## TESTO DELLA PAGINA:
* * * * * * * * *

Nicolas Jaar e la musica che unisce l’America da Sud a Nord

Uno degli aspetti che trovo più affascinanti nella musica elettronica è quello di agire su un piano emozionale diverso rispetto ad altri generi: come linguaggio musicale somiglia più a quello della classica che al rock o al folk. Inoltre questo linguaggio ha a che vedere con quel certo “clima digitalizzato” in cui siamo compromessi nella contemporaneità. Anche se le direzioni esplorate dell’elettronica sono molteplici, uno di quelli che riescono meglio a evocare un sincretismo tra mondi e suoni mi sembra Nicolas Jaar.

* * * * * * * * *

## CONSEGNA SCRITTA:
Puoi prolungare il testo su Nicolas Jaar proseguendo dopo la sua ultima frase?

Record delle regioni etichettate
* * * * * * * * *

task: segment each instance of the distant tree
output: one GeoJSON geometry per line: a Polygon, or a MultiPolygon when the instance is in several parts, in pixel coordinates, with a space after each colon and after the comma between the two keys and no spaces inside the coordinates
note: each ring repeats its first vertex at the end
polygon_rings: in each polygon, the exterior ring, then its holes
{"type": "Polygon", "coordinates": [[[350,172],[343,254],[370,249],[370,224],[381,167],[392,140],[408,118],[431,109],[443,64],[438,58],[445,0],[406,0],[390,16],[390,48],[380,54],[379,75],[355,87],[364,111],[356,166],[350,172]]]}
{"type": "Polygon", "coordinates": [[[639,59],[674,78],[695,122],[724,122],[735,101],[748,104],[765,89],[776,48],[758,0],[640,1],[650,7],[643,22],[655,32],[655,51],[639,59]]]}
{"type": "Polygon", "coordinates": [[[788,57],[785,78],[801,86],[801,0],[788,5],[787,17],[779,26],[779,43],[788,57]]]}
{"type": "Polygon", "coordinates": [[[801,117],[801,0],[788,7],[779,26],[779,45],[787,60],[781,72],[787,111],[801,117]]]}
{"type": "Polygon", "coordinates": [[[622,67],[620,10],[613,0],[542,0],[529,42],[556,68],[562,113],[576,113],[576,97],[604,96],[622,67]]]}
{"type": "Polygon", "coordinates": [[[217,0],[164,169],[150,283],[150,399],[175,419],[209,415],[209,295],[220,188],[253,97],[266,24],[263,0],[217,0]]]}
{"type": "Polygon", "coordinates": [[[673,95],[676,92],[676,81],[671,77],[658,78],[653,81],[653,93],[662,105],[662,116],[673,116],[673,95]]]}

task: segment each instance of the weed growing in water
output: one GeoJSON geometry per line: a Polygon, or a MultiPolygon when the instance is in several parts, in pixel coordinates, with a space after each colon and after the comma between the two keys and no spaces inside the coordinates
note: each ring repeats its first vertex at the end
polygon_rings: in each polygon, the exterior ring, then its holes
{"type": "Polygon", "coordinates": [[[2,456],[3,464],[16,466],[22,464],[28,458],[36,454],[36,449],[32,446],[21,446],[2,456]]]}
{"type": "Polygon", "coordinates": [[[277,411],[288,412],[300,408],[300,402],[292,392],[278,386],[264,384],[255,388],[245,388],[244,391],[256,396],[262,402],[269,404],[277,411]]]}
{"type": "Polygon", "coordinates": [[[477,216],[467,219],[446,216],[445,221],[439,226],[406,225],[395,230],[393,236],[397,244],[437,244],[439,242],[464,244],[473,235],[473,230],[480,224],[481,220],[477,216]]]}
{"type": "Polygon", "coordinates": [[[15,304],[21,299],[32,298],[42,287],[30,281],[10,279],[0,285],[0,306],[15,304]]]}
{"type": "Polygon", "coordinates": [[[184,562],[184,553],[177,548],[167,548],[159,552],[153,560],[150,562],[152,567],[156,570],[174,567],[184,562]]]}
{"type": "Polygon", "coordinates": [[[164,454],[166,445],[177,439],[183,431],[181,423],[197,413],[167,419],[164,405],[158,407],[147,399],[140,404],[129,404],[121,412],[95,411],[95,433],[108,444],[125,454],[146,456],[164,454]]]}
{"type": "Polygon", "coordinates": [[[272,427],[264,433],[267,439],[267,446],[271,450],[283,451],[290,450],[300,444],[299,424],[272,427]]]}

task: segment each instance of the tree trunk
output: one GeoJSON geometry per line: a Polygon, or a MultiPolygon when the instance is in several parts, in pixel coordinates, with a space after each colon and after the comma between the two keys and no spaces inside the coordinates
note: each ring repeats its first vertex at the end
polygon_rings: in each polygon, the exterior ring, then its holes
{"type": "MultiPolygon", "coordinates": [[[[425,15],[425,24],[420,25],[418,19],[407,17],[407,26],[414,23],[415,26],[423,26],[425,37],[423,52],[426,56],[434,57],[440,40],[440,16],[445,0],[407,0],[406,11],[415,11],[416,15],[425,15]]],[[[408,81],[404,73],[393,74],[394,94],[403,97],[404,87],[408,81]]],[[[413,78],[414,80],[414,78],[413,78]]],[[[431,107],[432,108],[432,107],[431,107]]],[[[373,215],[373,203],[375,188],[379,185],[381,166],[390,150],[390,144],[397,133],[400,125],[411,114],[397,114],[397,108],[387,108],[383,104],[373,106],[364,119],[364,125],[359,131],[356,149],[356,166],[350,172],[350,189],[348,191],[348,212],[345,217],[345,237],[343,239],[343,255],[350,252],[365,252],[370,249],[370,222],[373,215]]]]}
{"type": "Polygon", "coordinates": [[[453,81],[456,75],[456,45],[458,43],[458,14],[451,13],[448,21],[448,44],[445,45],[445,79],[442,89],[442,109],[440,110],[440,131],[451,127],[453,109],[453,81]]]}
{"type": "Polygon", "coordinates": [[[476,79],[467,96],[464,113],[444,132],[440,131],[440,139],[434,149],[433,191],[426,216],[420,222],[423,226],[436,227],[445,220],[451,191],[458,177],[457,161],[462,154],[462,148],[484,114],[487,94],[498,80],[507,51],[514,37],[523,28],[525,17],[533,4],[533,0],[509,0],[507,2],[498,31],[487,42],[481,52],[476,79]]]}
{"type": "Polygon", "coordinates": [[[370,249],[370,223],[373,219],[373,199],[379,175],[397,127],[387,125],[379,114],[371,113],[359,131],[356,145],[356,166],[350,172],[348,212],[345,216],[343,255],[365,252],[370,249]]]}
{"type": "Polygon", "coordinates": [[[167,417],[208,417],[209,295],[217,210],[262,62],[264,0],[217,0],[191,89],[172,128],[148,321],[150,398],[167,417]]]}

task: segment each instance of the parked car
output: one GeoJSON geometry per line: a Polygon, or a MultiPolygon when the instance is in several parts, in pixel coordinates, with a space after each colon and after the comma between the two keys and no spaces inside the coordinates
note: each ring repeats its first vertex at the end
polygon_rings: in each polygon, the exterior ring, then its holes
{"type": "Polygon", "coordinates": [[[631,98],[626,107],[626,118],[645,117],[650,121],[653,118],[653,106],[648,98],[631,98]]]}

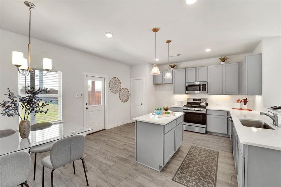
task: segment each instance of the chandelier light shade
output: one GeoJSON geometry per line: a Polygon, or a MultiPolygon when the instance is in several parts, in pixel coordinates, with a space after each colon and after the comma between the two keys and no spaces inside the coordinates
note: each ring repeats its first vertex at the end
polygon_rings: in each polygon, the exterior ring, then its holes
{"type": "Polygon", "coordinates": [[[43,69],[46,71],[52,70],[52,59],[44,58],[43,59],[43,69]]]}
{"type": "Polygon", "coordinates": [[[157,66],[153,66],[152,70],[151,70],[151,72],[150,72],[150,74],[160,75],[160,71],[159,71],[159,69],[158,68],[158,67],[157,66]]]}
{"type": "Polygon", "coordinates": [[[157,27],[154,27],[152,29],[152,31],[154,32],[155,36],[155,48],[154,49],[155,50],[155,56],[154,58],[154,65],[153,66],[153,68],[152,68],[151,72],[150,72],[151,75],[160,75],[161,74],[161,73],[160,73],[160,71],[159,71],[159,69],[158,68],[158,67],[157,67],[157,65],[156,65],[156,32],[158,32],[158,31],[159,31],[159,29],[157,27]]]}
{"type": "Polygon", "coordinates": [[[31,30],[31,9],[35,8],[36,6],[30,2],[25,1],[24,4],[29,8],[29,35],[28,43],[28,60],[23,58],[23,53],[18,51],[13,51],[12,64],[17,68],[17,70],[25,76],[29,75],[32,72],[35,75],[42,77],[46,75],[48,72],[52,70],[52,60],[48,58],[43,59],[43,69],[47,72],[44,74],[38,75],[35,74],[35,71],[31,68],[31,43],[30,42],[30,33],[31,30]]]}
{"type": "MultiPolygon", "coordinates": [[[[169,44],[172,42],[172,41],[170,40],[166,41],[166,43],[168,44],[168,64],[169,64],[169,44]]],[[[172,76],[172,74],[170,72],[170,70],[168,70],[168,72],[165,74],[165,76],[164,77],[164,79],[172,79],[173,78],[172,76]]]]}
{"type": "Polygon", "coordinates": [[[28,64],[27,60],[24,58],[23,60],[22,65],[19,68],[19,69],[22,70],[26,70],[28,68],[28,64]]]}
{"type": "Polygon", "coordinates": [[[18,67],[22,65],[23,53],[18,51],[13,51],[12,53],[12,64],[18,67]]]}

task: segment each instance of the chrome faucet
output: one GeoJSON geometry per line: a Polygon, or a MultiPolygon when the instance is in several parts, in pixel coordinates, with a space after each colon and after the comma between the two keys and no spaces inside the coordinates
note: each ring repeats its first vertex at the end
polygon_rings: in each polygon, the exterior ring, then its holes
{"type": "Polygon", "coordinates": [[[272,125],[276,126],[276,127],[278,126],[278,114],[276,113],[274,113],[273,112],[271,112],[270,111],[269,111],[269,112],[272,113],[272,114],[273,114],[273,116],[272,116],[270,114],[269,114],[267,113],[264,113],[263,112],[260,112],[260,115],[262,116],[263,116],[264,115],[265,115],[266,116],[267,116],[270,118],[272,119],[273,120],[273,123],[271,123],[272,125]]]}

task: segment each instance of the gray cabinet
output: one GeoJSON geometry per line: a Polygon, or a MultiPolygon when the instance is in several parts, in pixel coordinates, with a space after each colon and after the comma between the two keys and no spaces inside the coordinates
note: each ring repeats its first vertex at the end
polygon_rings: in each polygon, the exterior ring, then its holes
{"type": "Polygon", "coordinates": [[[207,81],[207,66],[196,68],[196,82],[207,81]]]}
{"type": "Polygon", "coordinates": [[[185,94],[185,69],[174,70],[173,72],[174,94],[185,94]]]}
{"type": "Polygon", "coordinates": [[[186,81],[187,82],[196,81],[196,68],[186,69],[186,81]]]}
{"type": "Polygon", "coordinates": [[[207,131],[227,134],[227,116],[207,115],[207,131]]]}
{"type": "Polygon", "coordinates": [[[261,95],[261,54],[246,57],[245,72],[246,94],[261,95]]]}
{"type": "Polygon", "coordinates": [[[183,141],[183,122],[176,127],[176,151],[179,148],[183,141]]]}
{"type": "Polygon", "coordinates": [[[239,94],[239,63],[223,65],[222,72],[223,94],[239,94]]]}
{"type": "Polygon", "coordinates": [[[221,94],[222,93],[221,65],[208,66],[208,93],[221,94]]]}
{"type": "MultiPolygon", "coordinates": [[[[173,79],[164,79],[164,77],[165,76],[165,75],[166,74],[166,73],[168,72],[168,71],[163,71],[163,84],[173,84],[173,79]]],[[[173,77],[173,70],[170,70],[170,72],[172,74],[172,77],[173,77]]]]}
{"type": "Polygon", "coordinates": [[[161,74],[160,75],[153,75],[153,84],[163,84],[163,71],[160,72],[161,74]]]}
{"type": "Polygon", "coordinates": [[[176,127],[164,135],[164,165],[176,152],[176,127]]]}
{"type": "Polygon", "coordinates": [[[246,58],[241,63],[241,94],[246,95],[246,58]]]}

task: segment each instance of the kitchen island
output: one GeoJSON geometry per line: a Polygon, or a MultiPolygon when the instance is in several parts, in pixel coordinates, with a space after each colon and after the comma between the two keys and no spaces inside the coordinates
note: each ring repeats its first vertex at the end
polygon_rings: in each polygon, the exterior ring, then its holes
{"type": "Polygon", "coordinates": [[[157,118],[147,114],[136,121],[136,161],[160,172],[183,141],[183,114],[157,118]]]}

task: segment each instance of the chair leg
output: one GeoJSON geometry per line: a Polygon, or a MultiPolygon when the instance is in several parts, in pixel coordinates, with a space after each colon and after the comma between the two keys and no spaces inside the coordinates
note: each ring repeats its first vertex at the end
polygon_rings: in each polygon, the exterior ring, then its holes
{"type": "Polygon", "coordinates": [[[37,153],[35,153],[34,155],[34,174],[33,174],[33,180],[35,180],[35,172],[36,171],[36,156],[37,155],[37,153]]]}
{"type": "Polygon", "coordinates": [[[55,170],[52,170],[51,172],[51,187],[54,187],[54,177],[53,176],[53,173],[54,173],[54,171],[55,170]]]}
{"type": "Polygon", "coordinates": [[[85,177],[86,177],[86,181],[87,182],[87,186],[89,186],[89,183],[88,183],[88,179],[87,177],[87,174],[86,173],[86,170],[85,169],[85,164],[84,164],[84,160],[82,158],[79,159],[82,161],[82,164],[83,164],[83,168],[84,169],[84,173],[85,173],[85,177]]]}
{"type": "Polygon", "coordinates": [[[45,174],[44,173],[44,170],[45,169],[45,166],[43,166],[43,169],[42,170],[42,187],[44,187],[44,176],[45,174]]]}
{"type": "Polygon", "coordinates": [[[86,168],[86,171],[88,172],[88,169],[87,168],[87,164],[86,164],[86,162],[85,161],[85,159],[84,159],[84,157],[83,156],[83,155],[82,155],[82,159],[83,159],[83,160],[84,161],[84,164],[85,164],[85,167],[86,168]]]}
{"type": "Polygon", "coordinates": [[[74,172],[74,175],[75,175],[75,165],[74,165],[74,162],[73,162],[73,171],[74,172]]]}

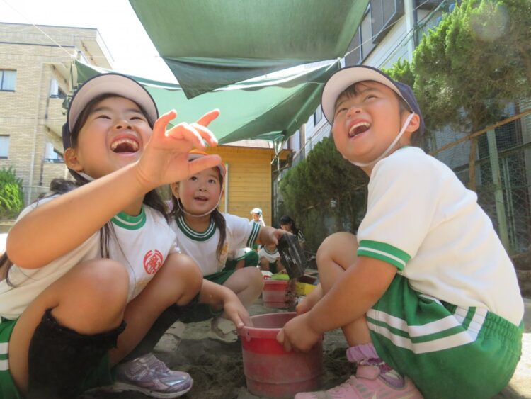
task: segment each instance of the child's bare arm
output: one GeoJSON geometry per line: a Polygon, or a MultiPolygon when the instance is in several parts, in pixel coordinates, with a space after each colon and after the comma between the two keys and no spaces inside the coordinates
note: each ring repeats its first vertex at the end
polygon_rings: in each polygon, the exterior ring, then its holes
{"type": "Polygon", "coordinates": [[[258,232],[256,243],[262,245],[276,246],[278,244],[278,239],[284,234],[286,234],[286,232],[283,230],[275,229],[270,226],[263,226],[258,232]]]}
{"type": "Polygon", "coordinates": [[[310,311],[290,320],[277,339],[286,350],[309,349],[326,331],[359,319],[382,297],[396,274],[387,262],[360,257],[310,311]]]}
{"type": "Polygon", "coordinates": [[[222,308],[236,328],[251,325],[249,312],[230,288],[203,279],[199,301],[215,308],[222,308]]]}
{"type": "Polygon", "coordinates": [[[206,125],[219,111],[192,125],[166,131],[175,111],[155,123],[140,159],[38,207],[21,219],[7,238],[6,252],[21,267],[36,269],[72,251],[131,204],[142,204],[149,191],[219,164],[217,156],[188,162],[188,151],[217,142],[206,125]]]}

* * * * * * * * *

## RISULTATO:
L’uomo, la macchina, il sax 

Il primo mondo naturalmente riguarda la musica e il suo aspetto contemporaneo. Nicolas Jaar è un talento, non solo perché riattualizza il discorso emozionale della musica classica per la nostra epoca, ma anche perché finisce per “importare” in quel linguaggio molto di quanto – nel frattempo – è accaduto nella storia della musica. La sua musica è ricca di fusioni e contaminazioni. L’uso della voce come strumento, il rock’n’roll che riesplode deciso, in particolare nella parentesi Darkside, quella posa da rockstar con cui – microfono alla mano – avanza sul palco, voce baritonale alla Jim Morrison, anche se dietro di lui non ci sono Manzarek e soci a tenergli il ritmo con chitarre e batterie, non c’è il loro sudore fisico. Dietro Jaar ci sono tastiere, sintetizzatori, effetti, computer: non c’è nessun uomo, ma macchine sonanti. Eppure ad ascoltare Nicolas Jaar sembra di assistere al concerto di una live band. Eccomi, al centro del palco a cantare, mentre dietro di me si animano musica e macchine: non c’è nessuno, c’è questo nuovo secolo vibrante con tutte le sue automazioni, eppure vi piace quello che state sentendo.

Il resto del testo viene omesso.